## Given text
I guess the ad does an okay job of getting the brand across by the way it just plops it on the screen at the end there, but really this whole thing is just forced and uncomfortable, to say nothing of the fact that it seems like it was pulled directly from an unaired sitcom pilot from the year 1997. The overall pitch - "Hey, 40-something ladies, prepare to wow everyone at your 25th high school reunion" - makes sense enough, but could it have been executed more questionably? I doubt it.

Tuesday, June 7, 2011

Women: can't live with 'em, totally can't live with 'em

Hey guys! You know what I, as a man, can't stand? Listening to women. Like, about anything, ever, particularly if some form of sporting event might be on in the immediate vicinity. And especially because women never have anything important to say. Why would they? They're women! If a woman is talking to me and I'm listening to her it's due to one of three reasons: (a) she's asking me what I want her to cook me for dinner; (b) she's telling me how her bra unhooks; or (c) I'm going to get a Klondike bar (manliest food on the planet!) as a reward.

Now who can't relate to that?

Announcer: "New Klondike Mint Chocolate Chip bars present: Five Seconds to Glory! Mark versus Actually Listening to His Wife!"

At least this isn't one of those ads where the guy with utter contempt for his wife's presence is also married to someone who is way too hot for him. Minor point in Klondike's favor.

Wife: "...beautiful, beautiful yellow squash. And I thought, we could potentially paint our foyer yellow. What do you think? I know, it's yellow, I know..."
[bell rings]
Mark: [jumps up] "YEAAAHHH!!!"

## Problem set
**1)** Could you translate this sentence from the ad critique into Spanish: "At least this isn't one of those ads where the guy with utter contempt for his wife's presence is also married to someone who is way too hot for him."
**2)** Can you continue the ad critique, picking up right after Mark's shout?

## Dataset extract
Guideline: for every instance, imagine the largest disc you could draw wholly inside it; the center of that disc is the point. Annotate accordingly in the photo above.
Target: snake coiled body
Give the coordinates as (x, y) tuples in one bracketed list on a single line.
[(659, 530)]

## Responses in order
**1)** Por lo menos este no es uno de esos anuncios en los que el tipo que siente un desprecio absoluto por la presencia de su esposa también está casado con alguien demasiado atractiva para él.

**2)**
[confetti falls, models run in]
Jingle: "What would you do-o-o for a Klondike Bar?"

In addition to the obvious problems with the depiction of a relationship in this scene, isn't this just dumb? I mean, has anyone ever had to do less for a Klondike bar? Yet it's treated like Mark is having acupuncture on his penis or something. Oh man, listening to a woman for five seconds, you guys! That shit is hard! Because women, you know? They're like all boring and stuff. Unless they're models who bring you ice cream and don't talk.

I'm sure this post will yet again get me accused of having no sense of humor, as though "having a sense of humor" requires finding anything funny as long as it's trying to be. Sorry - this is a major failure. Let's ignore the ridiculously casual sexism for a minute - what exactly is "funny" about this commercial? The only possible "punchline" is Mark's wildly outsized celebration at accomplishing an incredibly easy task. But here's the thing - the commercial does not present the task as incredibly easy. It implies that it's difficult; Mark's facial expression suggests that it's difficult; and given that Mark is rewarded with the sponsoring product, this certainly suggests that Klondike is of the opinion that this is a difficult challenge. In other words, Mark is given a tough task, achieves it, and celebrates. That isn't humor. The only real "humor" is intended to come from the hilarity of Mark having to "actually listen to his wife" for five seconds - because if your wife is talking to you, it's boring and inconsequential, and thus paying attention to her is just all kinds of a chore. Haw! This brings us back around to the "sexism" part on the Möbius strip of shittiness that is this ad.

And if you still can't see the sexist subtext (though I hesitate to even call it subtext) in this spot, watch this other Klondike ad and tell me it doesn't have a homophobic subtext. Then tell me you'd put sexism past the troglodytes in charge of marketing at Klondike. The hilarious part is that, as a chocolate-and-ice-cream confection, doesn't it seem like Klondike should be advertising to women as much as men? It's not like they're advertising beef jerky or energy drinks or something that has a market of mostly 18-49 males. Instead, here's Klondike dumping all over at least half of its potential audience. Good work, guys.

Monday, May 2, 2011

Every kiss begins with cats

I don't know what kind of TV loyal reader Tyler watches, but he sure finds some weird stuff to recommend to us. Case in point:

What the fucking shit is that?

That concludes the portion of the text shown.